> Что требуется:
Выпишите все годы, которые упоминаются в отрывке ниже вместе с его заголовком.

#### Предоставленный отрывок

Хроника пикирующей России. 1992-1994 - Сергей Кара-Мурза
Шрифт:
Интервал:
Закладка:
Последней несправедливостью, которая добила царизм, была война 1914 года — не нужна она была народу. Моя мать вспоминала, как девочкой она видела на вокзале в Лепсинске, в Семиречье, бунт эшелонов. Люди отказывались ехать на фронт будто из-за того, что им не выдавали сахар. Она спросила отца: как же можно из-за сахару не ехать на войну? Он объяснил, что не в сахаре дело, а не хотят казаки убивать и умирать на несправедливой войне. И большевики завелись в Семиречье не от чтения Маркса или Троцкого, а от вернувшихся с фронта казаков.

########
#### Исходные записи

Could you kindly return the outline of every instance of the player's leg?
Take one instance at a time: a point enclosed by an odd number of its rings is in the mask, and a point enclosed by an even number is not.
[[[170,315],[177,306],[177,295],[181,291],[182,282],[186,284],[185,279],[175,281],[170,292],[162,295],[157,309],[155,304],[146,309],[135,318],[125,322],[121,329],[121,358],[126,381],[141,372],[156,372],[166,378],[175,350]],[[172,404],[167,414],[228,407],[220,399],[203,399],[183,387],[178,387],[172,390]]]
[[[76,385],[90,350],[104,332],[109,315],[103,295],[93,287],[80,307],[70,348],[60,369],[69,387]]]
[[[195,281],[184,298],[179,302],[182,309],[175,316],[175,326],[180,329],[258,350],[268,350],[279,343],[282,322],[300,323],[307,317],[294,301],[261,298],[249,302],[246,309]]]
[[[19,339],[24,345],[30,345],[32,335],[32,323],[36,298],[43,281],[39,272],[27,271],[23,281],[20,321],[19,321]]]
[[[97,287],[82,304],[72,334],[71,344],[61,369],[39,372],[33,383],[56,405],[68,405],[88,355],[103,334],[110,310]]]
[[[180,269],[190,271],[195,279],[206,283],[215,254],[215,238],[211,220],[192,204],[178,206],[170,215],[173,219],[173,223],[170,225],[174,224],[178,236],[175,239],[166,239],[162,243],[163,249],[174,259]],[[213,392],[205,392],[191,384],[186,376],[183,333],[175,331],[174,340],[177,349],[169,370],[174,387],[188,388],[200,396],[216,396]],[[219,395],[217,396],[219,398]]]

########

> Результат задания:
1992, 1994, 1914